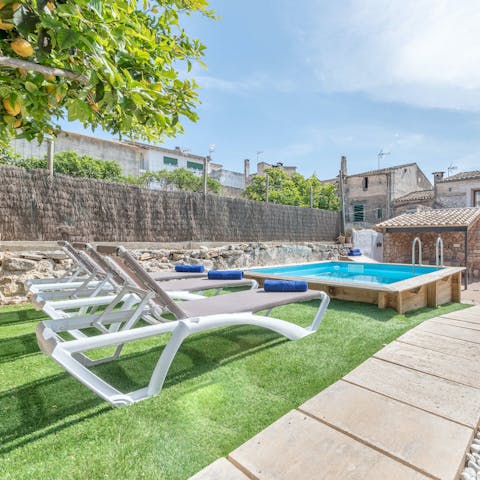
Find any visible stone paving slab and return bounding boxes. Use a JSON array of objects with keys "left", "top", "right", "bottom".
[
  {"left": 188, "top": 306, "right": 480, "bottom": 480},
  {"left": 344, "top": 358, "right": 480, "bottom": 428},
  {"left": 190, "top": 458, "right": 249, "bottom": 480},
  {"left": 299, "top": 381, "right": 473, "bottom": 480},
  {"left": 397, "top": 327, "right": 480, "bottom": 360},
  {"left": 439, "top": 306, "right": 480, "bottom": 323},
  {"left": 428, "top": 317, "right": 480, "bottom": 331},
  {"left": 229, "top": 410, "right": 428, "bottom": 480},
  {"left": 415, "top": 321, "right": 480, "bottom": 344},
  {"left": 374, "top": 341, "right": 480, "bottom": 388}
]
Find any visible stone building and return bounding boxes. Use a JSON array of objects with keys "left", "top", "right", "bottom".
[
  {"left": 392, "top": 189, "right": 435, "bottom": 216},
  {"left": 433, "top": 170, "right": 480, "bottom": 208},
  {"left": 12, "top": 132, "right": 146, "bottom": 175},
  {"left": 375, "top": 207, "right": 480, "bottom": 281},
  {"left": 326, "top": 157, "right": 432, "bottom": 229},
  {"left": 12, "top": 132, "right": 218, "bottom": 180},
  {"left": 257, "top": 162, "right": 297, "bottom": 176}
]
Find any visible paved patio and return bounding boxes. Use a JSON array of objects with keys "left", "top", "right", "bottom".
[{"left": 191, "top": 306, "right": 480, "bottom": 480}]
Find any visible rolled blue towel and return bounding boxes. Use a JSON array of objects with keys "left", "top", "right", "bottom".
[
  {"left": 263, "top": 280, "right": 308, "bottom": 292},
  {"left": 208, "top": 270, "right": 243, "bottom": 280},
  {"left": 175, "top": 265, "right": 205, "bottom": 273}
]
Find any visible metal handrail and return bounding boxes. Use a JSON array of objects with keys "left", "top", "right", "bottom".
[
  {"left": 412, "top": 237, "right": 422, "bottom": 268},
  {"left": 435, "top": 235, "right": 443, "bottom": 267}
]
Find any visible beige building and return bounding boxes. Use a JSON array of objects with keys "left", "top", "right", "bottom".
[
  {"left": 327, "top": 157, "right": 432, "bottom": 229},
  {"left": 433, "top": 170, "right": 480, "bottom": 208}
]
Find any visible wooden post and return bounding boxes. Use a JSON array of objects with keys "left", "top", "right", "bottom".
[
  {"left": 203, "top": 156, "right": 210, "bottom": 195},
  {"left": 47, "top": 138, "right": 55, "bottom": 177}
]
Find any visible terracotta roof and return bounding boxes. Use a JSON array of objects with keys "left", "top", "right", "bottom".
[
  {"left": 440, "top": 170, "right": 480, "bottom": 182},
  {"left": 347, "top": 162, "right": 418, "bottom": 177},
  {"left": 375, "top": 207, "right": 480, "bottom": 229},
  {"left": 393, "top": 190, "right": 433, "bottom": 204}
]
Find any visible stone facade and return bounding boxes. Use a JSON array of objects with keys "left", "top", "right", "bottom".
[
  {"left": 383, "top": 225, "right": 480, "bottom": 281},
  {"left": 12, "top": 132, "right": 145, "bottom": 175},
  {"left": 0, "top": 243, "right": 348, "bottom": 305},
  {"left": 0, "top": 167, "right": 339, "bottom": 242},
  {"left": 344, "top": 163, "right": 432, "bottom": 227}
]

■ O que fazer:
Reescreva o trecho que vai da linha com "Find any visible stone facade" até o fim das linhas. Substitua "stone facade" por "brick facade" e deixe todo o resto igual.

■ Exercício resolvido:
Find any visible brick facade and return bounding boxes. Use a JSON array of objects with keys "left", "top", "right", "bottom".
[
  {"left": 383, "top": 225, "right": 480, "bottom": 281},
  {"left": 12, "top": 132, "right": 145, "bottom": 175},
  {"left": 0, "top": 243, "right": 348, "bottom": 305},
  {"left": 0, "top": 167, "right": 339, "bottom": 242},
  {"left": 344, "top": 163, "right": 432, "bottom": 227}
]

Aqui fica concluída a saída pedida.